### What to produce
Print the listing below exactly, images excluded.

━━ Given data ━━

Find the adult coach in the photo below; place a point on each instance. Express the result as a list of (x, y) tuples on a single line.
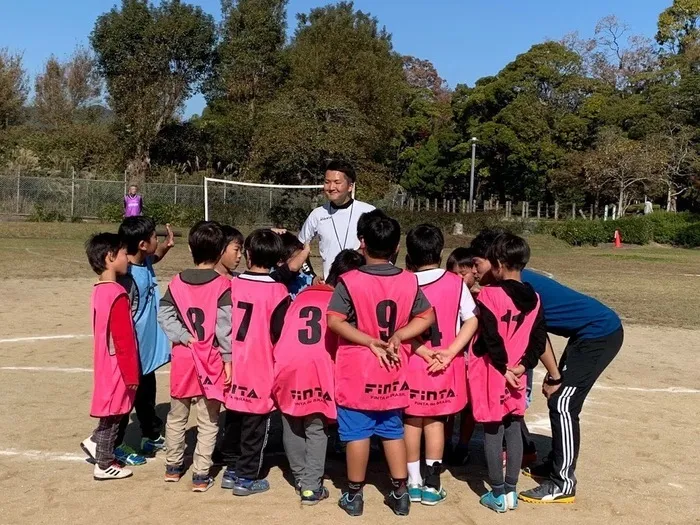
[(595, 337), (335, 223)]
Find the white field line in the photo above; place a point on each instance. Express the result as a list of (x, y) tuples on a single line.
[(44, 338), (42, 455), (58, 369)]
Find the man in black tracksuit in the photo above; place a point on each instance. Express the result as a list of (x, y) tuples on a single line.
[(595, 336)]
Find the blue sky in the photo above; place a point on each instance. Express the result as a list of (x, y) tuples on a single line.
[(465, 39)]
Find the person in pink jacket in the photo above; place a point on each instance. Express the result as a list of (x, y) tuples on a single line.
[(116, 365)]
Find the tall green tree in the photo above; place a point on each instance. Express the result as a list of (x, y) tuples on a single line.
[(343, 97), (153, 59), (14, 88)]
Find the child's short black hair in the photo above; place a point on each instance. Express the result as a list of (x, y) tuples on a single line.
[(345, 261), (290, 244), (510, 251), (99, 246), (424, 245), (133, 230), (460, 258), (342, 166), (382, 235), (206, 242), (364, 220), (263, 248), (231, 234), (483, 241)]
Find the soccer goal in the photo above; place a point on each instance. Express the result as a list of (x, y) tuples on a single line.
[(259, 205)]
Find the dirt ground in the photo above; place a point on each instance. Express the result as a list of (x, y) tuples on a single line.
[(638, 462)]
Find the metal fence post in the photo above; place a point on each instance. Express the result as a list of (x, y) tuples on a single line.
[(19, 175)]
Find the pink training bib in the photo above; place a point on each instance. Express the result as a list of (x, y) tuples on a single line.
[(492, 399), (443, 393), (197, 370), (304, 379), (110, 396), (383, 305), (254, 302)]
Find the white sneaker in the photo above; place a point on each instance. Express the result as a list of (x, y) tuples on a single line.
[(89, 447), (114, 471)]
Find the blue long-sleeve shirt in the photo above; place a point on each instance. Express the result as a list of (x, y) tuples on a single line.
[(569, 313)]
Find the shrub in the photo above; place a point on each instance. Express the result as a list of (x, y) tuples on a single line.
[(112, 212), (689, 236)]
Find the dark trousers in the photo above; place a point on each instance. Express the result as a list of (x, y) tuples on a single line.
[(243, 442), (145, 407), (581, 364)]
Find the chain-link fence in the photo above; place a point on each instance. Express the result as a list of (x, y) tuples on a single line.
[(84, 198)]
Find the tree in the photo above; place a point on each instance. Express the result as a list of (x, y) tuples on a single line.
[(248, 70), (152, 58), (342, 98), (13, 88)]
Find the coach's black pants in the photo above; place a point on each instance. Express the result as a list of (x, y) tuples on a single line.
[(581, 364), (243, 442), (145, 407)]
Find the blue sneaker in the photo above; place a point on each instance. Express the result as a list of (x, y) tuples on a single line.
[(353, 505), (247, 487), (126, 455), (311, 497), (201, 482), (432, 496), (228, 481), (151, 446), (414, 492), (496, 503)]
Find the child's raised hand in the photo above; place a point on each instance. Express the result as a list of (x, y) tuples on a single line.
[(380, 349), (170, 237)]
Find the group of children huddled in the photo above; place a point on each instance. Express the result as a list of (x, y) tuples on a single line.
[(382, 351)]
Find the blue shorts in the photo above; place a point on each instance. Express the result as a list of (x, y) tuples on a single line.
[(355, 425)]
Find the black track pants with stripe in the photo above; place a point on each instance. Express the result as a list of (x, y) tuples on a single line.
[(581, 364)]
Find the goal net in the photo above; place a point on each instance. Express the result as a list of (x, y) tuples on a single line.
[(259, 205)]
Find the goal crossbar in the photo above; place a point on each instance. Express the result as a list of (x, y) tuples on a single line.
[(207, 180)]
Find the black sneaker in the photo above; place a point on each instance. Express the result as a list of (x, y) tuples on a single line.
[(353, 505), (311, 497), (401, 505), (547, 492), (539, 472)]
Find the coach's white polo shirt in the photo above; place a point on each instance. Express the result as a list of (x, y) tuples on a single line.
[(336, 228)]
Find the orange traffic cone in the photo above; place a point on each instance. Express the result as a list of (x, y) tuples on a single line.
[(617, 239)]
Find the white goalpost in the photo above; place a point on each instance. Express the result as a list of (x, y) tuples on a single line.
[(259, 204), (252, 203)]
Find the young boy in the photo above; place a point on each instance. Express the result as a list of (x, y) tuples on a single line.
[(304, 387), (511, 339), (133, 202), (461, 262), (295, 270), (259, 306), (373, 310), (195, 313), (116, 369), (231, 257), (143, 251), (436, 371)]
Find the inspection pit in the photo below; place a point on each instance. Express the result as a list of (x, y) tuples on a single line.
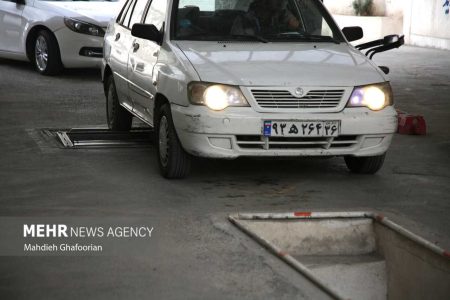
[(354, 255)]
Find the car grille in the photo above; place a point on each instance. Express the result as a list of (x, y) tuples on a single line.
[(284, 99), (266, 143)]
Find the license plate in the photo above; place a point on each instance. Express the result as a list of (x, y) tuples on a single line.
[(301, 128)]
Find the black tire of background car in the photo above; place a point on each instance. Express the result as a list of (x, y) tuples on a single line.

━━━

### Problem solution
Find the adult coach in the photo below; place a point on each instance. Express the result as a list of (x, y) tuples on a single line.
[(595, 337), (335, 223)]
Find the white field line in the photo above; place a point on each instance. Express the result as a list of (x, y) tuples on a single line.
[(44, 338), (42, 455), (58, 369)]
Find the man in black tracksuit in the photo above; place a point on each instance. Express the result as a list of (x, y) tuples on a single line.
[(595, 336)]
Find the blue sky in the photo above; place a point on each instance. Express the result as a list of (x, y) tuples on a single line.
[(465, 39)]
Find the person in pink jacket in the photo above; place a point on each instance. Express the result as a list of (x, y) tuples on a single line.
[(116, 365)]
Find the tall green tree in the photo above; place a point on each instance. Express the result as a list of (x, y) tuples on a single line.
[(343, 97), (153, 59), (14, 88)]
Find the child's short black hair in the photo above; place a point on each instance. Express the result as a list of (x, y) tuples on a single line.
[(345, 261), (290, 244), (510, 251), (99, 246), (424, 245), (133, 230), (460, 258), (342, 166), (382, 235), (206, 242), (364, 220), (263, 248), (231, 234), (483, 241)]
Find the soccer goal in the photo above; place a point on each instance. Express the result as a list of (x, y) tuples on a single line.
[(259, 205)]
Find the dirt ground in the photo above; place a point on each instance. Express the result as a list of (x, y) tuples on a single line.
[(638, 462)]
Find the metal fence post in the photo above; place a point on each instance. Express the result as a list of (x, y) tuples on a single line.
[(19, 175)]
Find the pink training bib in the photo above; place a point on each instance. Express the result as a list of (x, y) tuples on a single line.
[(492, 399), (443, 393), (197, 370), (304, 379), (110, 396), (383, 305), (254, 302)]
Find the white sneaker in the photo above; place a point on each instance. Express the result as a list of (x, y) tuples on a single line.
[(89, 447), (114, 471)]
Find the blue long-sleeve shirt in the photo above; place a point on each instance. Express the result as a list of (x, y) tuples on a single line.
[(569, 313)]
Find the shrub in the photo above; place a point on each instance. Express the result as a list of (x, y) tuples on a single line.
[(112, 212), (689, 236)]
Find the dark trousers in the photo above; place a point on each instance. Express the result as a list of (x, y) tuples on a single line.
[(243, 442), (145, 407), (581, 364)]
Find the chain-link fence in the photo above; place a point on each instance. Express the result as a list of (x, y) tuples on a single line.
[(84, 198)]
Find the tree in the photo above; place a point on each instance. Express the result as a list of (x, y) tuples on a single line.
[(248, 70), (152, 58), (342, 98), (13, 88)]
Find the coach's black pants in the photo above; place a point on each instance. Express the result as a list of (x, y) tuples on a single line.
[(581, 364), (243, 442), (145, 407)]
Find the blue sneaker in the photo above; place a point on each instance. Express the result as a list of (x, y) tuples on a single line.
[(353, 505), (247, 487), (126, 455), (311, 497), (201, 482), (432, 496), (228, 481), (151, 446), (414, 492), (496, 503)]
Find the child's raised hand in the photo above; place a point on each instance. Express the result as a list of (x, y) tuples on a single line.
[(380, 349), (170, 237)]
Find the group of children huddled in the photo above; place a point on each instance. Express the result as a list of (x, y) tuples on a single line.
[(382, 351)]
Find the blue shorts in the photo above; place a point on each instance. Express the result as a list of (x, y) tuples on a single line.
[(355, 425)]
Find the black track pants with stripe in the photo above; place a point on each instance. Express the result as a list of (x, y) tuples on a single line.
[(581, 364)]
Find the goal net in the photo above; place a point on each instance. Express the result as a list of (x, y) tuples on a single line.
[(259, 205)]
Find the goal crossbar in the photo above; place a point on each instance. Express the result as a list of (x, y) tuples on a single line.
[(207, 180)]
Find the black sneaker in the photo above; place a point on each instance. Express the result as a list of (x, y) tuples on a single line.
[(353, 505), (311, 497), (401, 505), (547, 492), (539, 472)]
Find the coach's white polo shirt in the photo above; place a point on each instance. Express the result as a list of (x, y) tuples on a single line.
[(336, 228)]
Find the orange traffic cone in the photo above; place a point on each instance. Express the result as a list of (x, y) tuples on a single line.
[(617, 239)]
Find the white goalpost in the photo above; place a point on each instance. Express the result as a list of (x, y) tuples on a single line.
[(259, 204), (252, 203)]
Find the young boy in the photo above; place a point on each instance. Express the result as a list of (x, y) tuples on a single line.
[(304, 387), (511, 339), (133, 202), (461, 262), (295, 270), (259, 306), (373, 310), (195, 313), (116, 369), (231, 257), (143, 251), (436, 371)]
Find the inspection pit in the photo below; place a point on each instance. Express the result as a list of (x, y) tuples on a single line.
[(354, 255)]
Find the car grille in the photo above; place a point on each instance. Express the result as a list of (x, y) tuples on a single line.
[(284, 99), (266, 143)]
Find the license plate in the photo above; place a point on each instance. Express the result as a list of (x, y) tuples on a single line.
[(301, 128)]
Find the black tire of background car in the photo above; place a point on each instance. Express the result as a list of (x, y) tuples on a single line.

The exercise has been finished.